**EXERCISE DESCRIPTION**
Starting with the line that contains "Batch job #47 — class: yellow reflective" and going on through the line that contains "701;609;1116;856", reproduce those rows with "locate" swapped for "find" and nothing else altered. Output only those lines.

**EXERCISE MATERIAL**
====================

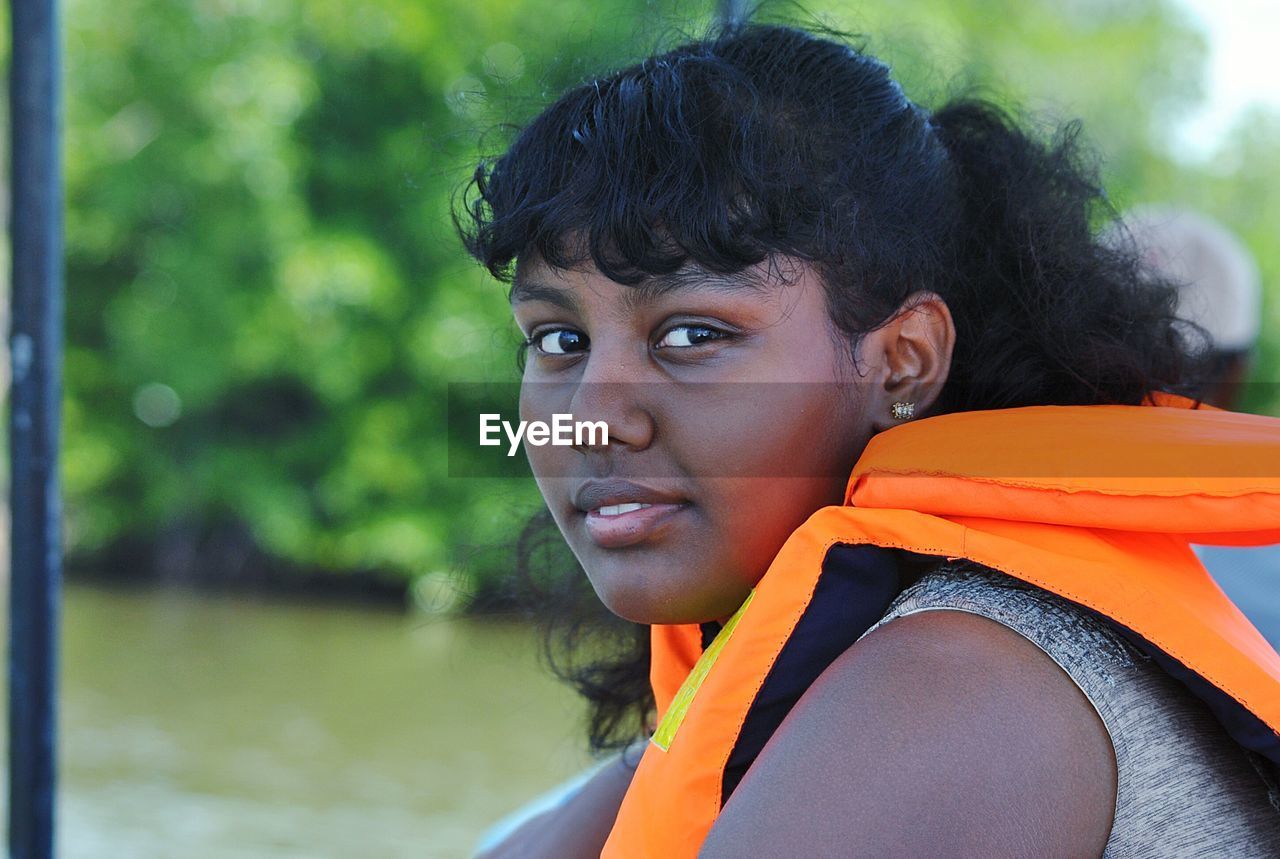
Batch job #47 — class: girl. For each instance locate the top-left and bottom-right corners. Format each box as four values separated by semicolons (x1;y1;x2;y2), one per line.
460;24;1280;859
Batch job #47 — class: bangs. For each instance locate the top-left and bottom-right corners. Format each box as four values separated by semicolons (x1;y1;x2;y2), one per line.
454;34;829;284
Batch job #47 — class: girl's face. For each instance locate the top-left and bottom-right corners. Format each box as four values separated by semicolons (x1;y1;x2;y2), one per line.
512;261;931;623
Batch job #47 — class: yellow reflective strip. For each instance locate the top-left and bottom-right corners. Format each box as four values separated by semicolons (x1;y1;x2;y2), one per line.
653;590;755;751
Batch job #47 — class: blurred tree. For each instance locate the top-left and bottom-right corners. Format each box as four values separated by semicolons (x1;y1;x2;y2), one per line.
55;0;1280;604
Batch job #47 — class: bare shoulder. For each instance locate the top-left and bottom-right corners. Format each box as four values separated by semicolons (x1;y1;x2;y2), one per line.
701;609;1116;856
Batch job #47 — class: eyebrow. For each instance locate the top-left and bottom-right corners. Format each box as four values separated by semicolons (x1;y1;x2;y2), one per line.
508;269;765;311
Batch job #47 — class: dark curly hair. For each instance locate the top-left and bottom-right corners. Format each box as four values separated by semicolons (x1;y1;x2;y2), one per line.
454;23;1207;749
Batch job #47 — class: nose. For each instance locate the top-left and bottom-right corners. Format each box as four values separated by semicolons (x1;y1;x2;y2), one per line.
570;342;655;453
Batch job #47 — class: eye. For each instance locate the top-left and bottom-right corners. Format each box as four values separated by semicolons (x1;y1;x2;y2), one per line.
655;325;728;349
527;328;591;355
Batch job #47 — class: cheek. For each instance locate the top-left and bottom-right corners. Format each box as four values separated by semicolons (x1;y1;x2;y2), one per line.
673;383;870;588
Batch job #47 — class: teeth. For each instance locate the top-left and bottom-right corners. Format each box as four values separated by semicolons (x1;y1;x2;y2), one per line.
595;503;653;516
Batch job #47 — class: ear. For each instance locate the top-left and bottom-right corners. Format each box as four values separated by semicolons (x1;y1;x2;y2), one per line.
858;292;956;433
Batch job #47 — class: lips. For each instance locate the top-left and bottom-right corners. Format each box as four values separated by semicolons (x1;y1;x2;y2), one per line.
573;480;689;513
573;480;689;549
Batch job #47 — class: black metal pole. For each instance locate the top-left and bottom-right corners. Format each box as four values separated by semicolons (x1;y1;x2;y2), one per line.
9;0;63;859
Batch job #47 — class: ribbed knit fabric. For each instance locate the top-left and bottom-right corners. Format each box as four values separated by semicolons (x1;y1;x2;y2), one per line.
864;562;1280;859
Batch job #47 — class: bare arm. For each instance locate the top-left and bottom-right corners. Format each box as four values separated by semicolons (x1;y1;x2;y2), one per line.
700;611;1116;859
476;746;643;859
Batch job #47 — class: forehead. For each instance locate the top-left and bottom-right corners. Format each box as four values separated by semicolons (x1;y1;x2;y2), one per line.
509;259;801;310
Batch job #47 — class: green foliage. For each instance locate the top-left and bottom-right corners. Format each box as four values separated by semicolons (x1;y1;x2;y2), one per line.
65;0;1280;599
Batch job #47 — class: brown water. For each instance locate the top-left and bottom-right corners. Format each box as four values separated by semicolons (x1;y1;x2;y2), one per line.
22;585;589;859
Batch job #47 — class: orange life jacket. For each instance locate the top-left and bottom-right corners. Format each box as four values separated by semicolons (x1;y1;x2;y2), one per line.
602;396;1280;859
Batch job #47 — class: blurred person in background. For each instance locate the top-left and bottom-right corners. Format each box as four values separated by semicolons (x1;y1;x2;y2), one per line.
1108;204;1280;649
457;24;1280;859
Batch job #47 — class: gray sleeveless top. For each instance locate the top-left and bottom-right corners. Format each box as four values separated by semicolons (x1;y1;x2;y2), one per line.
863;562;1280;859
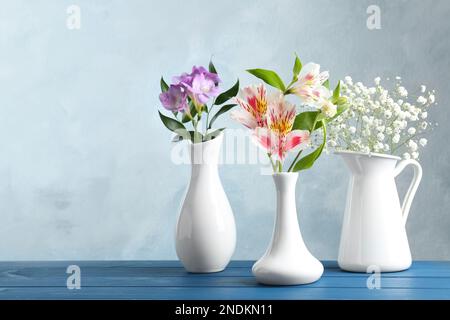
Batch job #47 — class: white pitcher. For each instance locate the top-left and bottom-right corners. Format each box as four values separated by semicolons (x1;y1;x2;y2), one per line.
336;151;422;272
252;172;323;285
176;133;236;273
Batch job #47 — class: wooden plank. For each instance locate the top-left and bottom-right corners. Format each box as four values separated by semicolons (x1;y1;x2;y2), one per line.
0;287;450;300
0;263;450;284
0;274;450;289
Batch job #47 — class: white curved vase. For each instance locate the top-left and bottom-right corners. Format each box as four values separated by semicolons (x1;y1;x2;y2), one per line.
252;173;323;285
176;133;236;273
337;151;422;272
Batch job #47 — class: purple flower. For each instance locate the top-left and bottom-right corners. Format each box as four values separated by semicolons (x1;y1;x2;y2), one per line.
159;84;188;111
174;66;220;106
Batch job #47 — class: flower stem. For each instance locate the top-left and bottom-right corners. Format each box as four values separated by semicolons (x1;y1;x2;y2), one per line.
267;153;277;173
287;150;303;172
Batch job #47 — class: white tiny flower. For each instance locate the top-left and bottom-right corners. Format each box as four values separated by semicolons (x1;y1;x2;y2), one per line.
321;100;337;118
344;76;353;85
397;86;408;97
408;140;418;151
417;96;427;104
392;133;400;143
419;138;428;147
384;110;392;119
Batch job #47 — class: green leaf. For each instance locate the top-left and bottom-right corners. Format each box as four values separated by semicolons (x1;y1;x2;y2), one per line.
332;97;347;106
214;79;239;105
158;111;186;135
247;69;286;92
181;101;197;123
292;54;302;78
292;111;321;132
208;104;236;129
333;80;341;100
293;120;327;172
208;60;217;74
203;128;225;141
160;77;169;92
172;130;203;143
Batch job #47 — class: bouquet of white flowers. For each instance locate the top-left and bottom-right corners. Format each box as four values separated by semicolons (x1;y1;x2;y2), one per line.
327;76;437;159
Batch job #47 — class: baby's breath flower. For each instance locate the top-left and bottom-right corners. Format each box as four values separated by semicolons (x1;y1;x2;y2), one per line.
419;138;428;147
417;96;427;105
322;76;436;159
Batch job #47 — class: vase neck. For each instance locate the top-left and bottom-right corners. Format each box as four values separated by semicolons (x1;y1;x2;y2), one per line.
341;154;397;175
189;134;223;167
273;173;298;223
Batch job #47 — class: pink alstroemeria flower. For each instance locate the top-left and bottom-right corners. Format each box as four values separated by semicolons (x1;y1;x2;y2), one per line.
292;63;330;104
230;84;267;129
253;93;309;162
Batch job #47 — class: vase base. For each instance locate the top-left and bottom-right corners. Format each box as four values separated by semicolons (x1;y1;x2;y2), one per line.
338;261;411;273
184;267;225;273
252;260;323;286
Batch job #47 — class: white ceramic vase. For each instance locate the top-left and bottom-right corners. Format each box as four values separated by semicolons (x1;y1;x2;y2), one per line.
252;173;323;285
176;133;236;273
337;151;422;272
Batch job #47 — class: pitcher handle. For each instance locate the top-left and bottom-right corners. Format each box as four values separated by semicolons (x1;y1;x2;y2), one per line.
394;159;422;224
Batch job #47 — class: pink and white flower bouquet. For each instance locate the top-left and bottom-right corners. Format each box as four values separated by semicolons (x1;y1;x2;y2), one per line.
231;56;346;172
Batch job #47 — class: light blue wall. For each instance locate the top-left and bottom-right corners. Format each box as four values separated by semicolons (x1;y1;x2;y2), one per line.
0;0;450;260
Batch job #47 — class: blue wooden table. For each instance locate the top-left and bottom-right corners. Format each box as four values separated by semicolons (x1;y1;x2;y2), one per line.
0;261;450;300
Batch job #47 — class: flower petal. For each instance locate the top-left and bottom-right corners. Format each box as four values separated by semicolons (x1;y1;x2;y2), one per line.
253;127;277;154
230;110;258;129
284;130;309;151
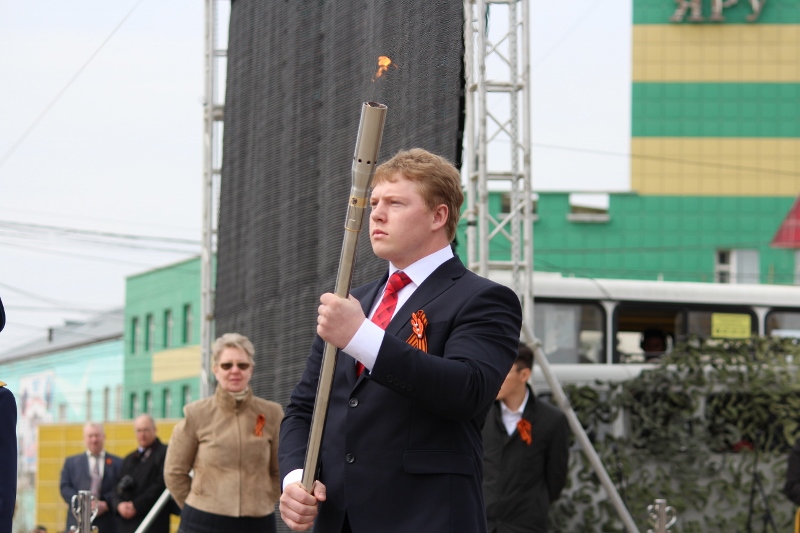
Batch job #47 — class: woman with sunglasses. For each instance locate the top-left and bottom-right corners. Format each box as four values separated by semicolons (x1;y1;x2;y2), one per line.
164;333;283;533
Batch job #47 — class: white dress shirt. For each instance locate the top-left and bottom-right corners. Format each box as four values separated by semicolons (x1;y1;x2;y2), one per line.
86;450;106;479
500;387;531;436
342;244;453;370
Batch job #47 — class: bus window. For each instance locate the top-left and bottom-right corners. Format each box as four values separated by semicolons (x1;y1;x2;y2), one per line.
615;303;683;363
534;302;606;364
686;310;758;339
766;311;800;338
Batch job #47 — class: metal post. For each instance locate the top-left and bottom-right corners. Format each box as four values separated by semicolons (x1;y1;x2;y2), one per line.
134;489;170;533
200;0;227;398
69;490;97;533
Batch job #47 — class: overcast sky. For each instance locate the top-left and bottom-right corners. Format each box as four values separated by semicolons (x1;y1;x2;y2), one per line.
0;0;632;352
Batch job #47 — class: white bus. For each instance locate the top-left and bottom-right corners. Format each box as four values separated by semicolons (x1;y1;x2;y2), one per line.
491;272;800;382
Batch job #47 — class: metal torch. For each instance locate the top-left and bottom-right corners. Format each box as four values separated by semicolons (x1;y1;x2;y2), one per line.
303;102;387;493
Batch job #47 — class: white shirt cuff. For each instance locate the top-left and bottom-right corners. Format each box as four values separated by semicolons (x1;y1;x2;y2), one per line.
342;318;385;371
283;468;303;490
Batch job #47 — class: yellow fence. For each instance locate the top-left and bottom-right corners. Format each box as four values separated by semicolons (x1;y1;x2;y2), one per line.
36;420;179;532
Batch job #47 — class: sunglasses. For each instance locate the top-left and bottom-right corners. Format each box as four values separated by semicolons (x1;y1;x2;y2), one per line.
219;363;250;370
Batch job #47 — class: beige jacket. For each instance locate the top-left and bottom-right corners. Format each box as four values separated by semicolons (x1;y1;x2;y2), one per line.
164;387;283;516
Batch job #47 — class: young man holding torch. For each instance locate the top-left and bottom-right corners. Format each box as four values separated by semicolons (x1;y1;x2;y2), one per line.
279;149;522;533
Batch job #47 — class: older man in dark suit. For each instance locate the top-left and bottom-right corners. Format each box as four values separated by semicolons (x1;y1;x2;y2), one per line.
61;422;122;533
483;344;569;533
112;414;169;533
279;149;521;533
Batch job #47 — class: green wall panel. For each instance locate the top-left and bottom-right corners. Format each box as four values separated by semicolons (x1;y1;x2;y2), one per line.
458;193;794;284
631;82;800;137
633;0;800;24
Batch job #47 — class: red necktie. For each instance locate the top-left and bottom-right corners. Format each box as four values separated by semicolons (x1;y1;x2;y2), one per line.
91;455;103;498
356;270;411;376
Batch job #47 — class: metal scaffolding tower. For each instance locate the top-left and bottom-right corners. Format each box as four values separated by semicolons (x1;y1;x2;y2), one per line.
200;0;230;398
464;0;533;323
463;0;638;533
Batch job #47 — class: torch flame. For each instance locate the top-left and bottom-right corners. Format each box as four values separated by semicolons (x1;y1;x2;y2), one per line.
372;56;397;81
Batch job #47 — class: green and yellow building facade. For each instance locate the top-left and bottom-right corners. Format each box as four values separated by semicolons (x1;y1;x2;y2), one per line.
459;0;800;284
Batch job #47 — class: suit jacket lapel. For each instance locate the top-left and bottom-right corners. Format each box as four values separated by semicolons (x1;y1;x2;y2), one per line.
386;257;466;336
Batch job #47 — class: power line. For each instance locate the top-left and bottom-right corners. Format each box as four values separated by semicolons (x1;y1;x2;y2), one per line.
0;241;191;268
0;220;201;246
0;283;101;313
0;0;144;172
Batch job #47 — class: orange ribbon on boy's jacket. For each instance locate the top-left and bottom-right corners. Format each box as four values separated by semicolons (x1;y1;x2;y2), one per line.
406;309;428;352
517;418;533;446
255;413;267;437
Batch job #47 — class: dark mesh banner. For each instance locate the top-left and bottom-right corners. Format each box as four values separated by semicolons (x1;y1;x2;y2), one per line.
215;0;464;412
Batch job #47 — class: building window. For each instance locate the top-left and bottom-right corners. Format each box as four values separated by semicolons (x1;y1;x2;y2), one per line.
500;191;539;222
114;385;122;420
131;317;142;354
181;385;192;411
144;314;156;352
567;193;611;224
183;304;192;344
103;387;111;422
164;309;173;348
714;250;761;283
129;392;139;418
161;389;172;418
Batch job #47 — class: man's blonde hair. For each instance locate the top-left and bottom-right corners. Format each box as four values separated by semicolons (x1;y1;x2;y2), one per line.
372;148;464;242
211;333;256;366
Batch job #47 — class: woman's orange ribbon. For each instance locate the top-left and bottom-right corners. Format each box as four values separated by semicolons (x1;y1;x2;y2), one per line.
256;413;267;437
517;418;533;446
406;309;428;352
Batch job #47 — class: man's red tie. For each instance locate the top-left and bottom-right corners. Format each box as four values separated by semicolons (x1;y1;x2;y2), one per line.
356;270;411;376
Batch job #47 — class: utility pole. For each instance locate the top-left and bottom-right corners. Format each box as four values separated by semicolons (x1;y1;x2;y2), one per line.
200;0;230;398
463;0;638;533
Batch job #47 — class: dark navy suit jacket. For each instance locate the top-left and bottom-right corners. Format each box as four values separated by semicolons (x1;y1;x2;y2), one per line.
278;257;522;533
0;386;17;533
61;452;122;533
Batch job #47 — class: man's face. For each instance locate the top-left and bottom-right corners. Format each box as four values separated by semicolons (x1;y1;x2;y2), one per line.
83;426;106;455
133;416;156;448
213;346;253;392
497;363;531;401
369;173;447;269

====================

**ANSWER BELOW**
Batch job #47 — class: yellow reflective strip. For each instance find the top-left and bottom-right corners. Format each box as four values separated by semicolons (x1;y1;x2;y2), one per line.
653;590;755;751
Batch job #47 — class: blurred tree. For each instance find the top-left and bottom-right corners. Format each box as four values separated by semicolons (x1;y1;x2;y2), one per line.
55;0;1280;604
Batch job #47 — class: bare shoulder. For each instance find the top-left and bottom-right corners. Format each box as four values separated by semicolons (x1;y1;x2;y2), one per line.
701;609;1116;856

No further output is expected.